Gather every line of the records below that contains the string "bottom", and copy each of those lines in full.

Saved entries.
▽

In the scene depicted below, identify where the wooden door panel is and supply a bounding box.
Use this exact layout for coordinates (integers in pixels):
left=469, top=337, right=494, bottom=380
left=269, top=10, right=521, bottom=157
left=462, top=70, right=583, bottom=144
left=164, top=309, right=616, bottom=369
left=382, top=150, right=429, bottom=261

△

SOLUTION.
left=469, top=337, right=494, bottom=380
left=269, top=10, right=521, bottom=157
left=462, top=70, right=583, bottom=144
left=164, top=309, right=616, bottom=369
left=382, top=150, right=429, bottom=261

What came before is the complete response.